■ **EXERCISE PASSAGE**
━━━

It estimated the cost somewhere between two to five dollars to write this application. And then it asked me a bunch of questions. Do I have Xcode installed? Is there a particular preferred version of macOS that I am targeting? Are there any specific user interface requirements that I have? Would I want to play the game against an AI opponent or just keep it as a two-player game for now?

So, I told it that I had indeed installed Xcode, that I’d give it the current version of the operating system, and I told it that I would play just human-to-human instead of human-to-computer.

It gave me the choice of building the application two different ways. One is using Claude Code, where it would write the software and then provide me that software to paste manually into the software development environment so I could build it myself, and the second approach would be absolutely free. There would be no cost to doing that.

Now, you’ll notice that this kind of interaction might take place between myself and an employee, is what would happen if I was walking through the thought process with one of my staff. Except in this particular case, I’m talking to a language model, not a human.

I chose neither option. I chose to use Claude Cowork instead of Claude Code, and I pasted the entire prompt that Claude generated for me directly into Cowork just to see what would happen. After only a couple of minutes, it said all of the files are ready in the folder you selected. The project is fully functional and ready to build in Xcode.

So I said, wow, that was fast. It was nowhere near the one to two hours that were being predicted. So I opened Xcode and hit the required command, and immediately got three error messages. So I went back to Cowork and told it I got three error messages.

Now, to nobody’s surprise, I pasted the three error messages into Cowork and it responded immediately that it had fixed the three bugs in the program and that it was now working correctly.

So I set about to test the program and, lo and behold, I now have a functioning game of tic-tac-toe on my computer that an AI tool wrote for me custom in only a few minutes. This is a custom program just for me, the specification was mine. I told it to use a blue banner in the window, and my game has a blue banner.

I realize there’s nothing particularly earth-shattering about a game of tic-tac-toe. But let me put this in context for you: I have a pretty good idea of what it takes to write a program of this complexity. I’ve been programming computers since the 1970s. And I’ve been designing computer chips since the 1980s, including microprocessors that formed the heart of computation and communication systems for more than a few decades.

━━━

■ **WHAT THE TASK REQUIRES**
Pick up the account of having an AI tool build a tic-tac-toe game and continue it from its last sentence. The records have nothing to do with the account above.

(Saved data entries)
━━━

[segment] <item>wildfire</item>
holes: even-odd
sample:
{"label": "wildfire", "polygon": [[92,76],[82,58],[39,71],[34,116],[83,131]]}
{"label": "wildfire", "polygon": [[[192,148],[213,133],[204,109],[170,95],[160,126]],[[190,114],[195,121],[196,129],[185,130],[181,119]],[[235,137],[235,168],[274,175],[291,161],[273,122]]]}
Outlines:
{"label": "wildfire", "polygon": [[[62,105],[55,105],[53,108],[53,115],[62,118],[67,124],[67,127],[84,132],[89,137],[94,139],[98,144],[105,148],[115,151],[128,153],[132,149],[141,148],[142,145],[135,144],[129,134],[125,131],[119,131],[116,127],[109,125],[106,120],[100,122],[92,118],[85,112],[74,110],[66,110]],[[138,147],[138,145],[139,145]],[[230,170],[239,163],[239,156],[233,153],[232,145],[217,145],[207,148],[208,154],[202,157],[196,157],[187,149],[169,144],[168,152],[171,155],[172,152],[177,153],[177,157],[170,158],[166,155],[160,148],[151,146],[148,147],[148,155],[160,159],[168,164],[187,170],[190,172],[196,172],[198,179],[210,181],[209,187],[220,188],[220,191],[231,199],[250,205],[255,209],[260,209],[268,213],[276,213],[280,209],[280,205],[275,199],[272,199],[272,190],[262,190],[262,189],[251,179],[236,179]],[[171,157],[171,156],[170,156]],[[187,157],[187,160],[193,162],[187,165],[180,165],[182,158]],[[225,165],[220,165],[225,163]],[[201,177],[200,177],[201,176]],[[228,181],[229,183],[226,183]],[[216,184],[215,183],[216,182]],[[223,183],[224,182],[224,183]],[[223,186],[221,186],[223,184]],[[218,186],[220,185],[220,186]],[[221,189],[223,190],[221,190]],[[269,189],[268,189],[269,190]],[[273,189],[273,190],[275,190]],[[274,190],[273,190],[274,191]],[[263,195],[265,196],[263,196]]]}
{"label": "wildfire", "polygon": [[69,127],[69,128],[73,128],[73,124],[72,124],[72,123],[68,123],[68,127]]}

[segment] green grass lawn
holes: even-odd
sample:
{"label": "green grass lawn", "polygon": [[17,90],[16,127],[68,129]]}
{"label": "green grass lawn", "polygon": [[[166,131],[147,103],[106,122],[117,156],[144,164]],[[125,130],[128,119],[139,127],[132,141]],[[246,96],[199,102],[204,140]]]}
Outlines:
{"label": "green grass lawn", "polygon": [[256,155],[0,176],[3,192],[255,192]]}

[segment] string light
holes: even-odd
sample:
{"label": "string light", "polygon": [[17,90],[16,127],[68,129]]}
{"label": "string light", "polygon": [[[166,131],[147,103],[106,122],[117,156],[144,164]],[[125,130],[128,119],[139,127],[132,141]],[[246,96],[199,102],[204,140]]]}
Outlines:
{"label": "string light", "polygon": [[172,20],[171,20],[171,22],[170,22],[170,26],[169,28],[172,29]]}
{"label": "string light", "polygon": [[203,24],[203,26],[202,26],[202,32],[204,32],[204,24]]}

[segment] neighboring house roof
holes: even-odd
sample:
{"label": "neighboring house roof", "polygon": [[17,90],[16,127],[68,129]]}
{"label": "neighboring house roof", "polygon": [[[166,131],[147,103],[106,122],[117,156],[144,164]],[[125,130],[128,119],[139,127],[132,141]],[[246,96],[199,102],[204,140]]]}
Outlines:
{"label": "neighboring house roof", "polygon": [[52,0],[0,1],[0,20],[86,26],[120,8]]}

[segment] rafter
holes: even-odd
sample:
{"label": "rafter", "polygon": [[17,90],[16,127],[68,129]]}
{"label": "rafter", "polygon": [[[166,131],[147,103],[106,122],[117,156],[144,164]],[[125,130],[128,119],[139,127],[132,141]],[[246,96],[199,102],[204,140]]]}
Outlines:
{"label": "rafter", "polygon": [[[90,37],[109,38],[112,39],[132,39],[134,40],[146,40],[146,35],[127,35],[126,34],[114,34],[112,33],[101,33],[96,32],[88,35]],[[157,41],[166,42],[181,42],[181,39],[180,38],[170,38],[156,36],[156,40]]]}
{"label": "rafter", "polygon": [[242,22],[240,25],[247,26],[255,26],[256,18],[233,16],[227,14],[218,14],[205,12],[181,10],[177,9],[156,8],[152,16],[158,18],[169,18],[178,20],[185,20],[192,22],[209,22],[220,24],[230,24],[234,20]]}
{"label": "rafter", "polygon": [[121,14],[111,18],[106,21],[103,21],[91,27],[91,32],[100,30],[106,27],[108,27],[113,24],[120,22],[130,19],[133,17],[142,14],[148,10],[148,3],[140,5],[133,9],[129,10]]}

━━━

■ **RESPONSE FOR THIS EXERCISE**
I know what it takes to design a software program. It starts with a specification, then into design, then coding, then testing.

Now I didn’t need to tell the AI what the rules were for a game of tic-tac-toe. It could look up the rules much faster than I could describe them. In actual fact, I didn’t need to tell it what kind of human interface to choose. It chose a pretty sensible balance of window size, proportion, size of the characters, spaces, and so on.

In actual fact, the program was created much faster than the original estimate of one to two hours. I did lose a few minutes trying to figure out what to do when the first attempt failed, when there were three error messages. At first I put on my engineering hat and tried to debug the error messages myself, but pretty quickly realized that I should just send the work back to my employee, in this case my AI tool, and tell it to fix the problems that crept into the software somewhere along the way. And it fixed them readily in only a few seconds.

The true power of the process is that I got AI to write the instructions for writing the software from a pretty vague set of specifications. It showed me that far more complex systems can be solved using this approach with only a few minutes of thought. And that opens up the world of solutions that would have been unthinkable only a few months ago.

These tools are collapsing the cost of writing software virtually down to zero. The large-scale adoption of these approaches will change the world. In fact, I will argue that it already has.

As you think about that, have an awesome rest of your day. Go make some great things happen. We’ll talk to you again tomorrow.